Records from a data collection
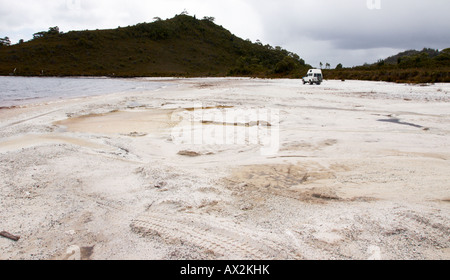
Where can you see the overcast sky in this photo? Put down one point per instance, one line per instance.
(350, 32)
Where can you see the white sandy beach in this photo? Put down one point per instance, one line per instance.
(354, 170)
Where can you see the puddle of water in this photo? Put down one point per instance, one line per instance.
(397, 121)
(122, 122)
(33, 140)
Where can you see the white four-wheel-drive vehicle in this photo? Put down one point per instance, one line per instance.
(314, 76)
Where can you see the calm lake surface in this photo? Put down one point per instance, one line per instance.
(17, 91)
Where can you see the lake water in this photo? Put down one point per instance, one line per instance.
(17, 91)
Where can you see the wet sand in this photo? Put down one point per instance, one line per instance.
(360, 171)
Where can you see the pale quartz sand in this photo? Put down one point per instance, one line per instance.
(355, 170)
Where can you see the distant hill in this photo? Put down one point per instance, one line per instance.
(181, 46)
(426, 66)
(396, 59)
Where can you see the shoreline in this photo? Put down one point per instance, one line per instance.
(356, 175)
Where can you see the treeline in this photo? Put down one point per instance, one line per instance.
(181, 46)
(426, 66)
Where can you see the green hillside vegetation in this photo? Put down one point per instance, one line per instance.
(181, 46)
(426, 66)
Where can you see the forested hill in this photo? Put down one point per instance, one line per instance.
(181, 46)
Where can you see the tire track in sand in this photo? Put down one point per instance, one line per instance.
(222, 240)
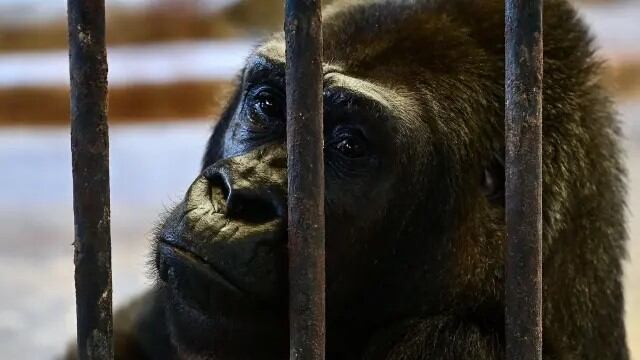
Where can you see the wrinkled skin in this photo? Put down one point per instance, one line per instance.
(414, 139)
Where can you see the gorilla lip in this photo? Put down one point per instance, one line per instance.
(174, 259)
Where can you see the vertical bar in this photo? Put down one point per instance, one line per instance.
(523, 138)
(90, 158)
(303, 32)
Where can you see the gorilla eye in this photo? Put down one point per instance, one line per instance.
(351, 146)
(267, 105)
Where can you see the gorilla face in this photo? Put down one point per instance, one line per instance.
(222, 252)
(397, 145)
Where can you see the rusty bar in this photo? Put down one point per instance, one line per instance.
(523, 171)
(303, 32)
(90, 159)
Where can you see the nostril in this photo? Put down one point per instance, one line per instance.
(251, 208)
(217, 180)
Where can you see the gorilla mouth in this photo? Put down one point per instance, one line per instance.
(195, 280)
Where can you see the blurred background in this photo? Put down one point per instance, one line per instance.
(171, 62)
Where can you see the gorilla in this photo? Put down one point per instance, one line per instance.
(415, 230)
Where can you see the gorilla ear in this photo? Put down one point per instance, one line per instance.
(492, 183)
(215, 144)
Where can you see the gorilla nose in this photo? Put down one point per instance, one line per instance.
(247, 194)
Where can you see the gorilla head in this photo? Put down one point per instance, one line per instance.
(414, 139)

**Work to complete:** Every entry above needs to be duplicated exactly, without its images.

**Exercise output:**
Where can you see the overcast sky in this photo? Put down one point per instance, one line per instance.
(350, 32)
Where can you see the white sandy beach in this photo? Put down one point per instance, one line per instance.
(354, 170)
Where can you see the puddle of water in this photo? Put down one point per instance, one line per instance.
(397, 121)
(122, 122)
(33, 140)
Where can you see the white four-wheel-drive vehicle in this photo? Put down one point per instance, one line per instance.
(314, 76)
Where can you see the calm lake surface in this photo? Put down one point per instance, one line per instance.
(17, 91)
Where can you see the lake water in this photo? Put down one point per instance, one line per instance.
(17, 91)
Where can you see the wet sand in this photo? Put down one point per instance, one line per instance.
(360, 171)
Where can you see the pale quartz sand in this photo? Put down one point per instance, one line per instance.
(355, 170)
Where can you see the distant hill in this photo? Put down one point per instance, one line per instance.
(181, 46)
(426, 66)
(396, 59)
Where can you see the shoreline in this photo? Put down one point per instance, one line per instance.
(356, 175)
Where can you see the treeline in this photo? Put down one point per instance, one line per instance.
(181, 46)
(426, 66)
Where can you see the green hillside vegetation in this photo? Put down one point per instance, one line per instance.
(181, 46)
(426, 66)
Where can you see the forested hill in this photo? Put down one point per instance, one line per instance.
(181, 46)
Where can you see the tire track in sand in this photo? Put down one point per instance, one line per instance.
(222, 240)
Where can you see the wrinkled skin in this photo? Put down one point per instance, one line per instance.
(414, 139)
Where can you see the gorilla lip in this photo? Put down one point per instance, one line per instance.
(174, 259)
Where can you see the vertical bar in this photo? Put down one point per instance, one line per instance.
(523, 138)
(90, 158)
(303, 32)
Where can you see the gorilla eye in this photo? Put down one point per instance, one line per instance.
(351, 146)
(267, 105)
Where can you see the gorilla face in this photo? Put down one point per instance, one line per instance.
(222, 252)
(397, 145)
Where can you see the rusty bar in this photo? Put down one point per instance, one line per instance.
(523, 171)
(303, 32)
(90, 159)
Where can you see the nostril in this photo? Put down one point per instance, one line per instance.
(251, 208)
(217, 180)
Where can you see the gorilla mouth in this photo? Put down one point per instance, one line per instance.
(195, 280)
Where can you see the blurred background in this photo? Put down one point per instance, one line per instance.
(171, 62)
Where can you see the gorilla in this photo? Put down one point per instance, one line per instance.
(415, 230)
Where can you see the gorilla ear in this photo? Put down one point per instance, one line per instance.
(492, 183)
(215, 144)
Where can you see the gorilla nose in this photo? Put down one point per instance, one line per instance.
(247, 194)
Where can you see the gorilla head in this photo? Put down one point per instance, one line per instance.
(414, 139)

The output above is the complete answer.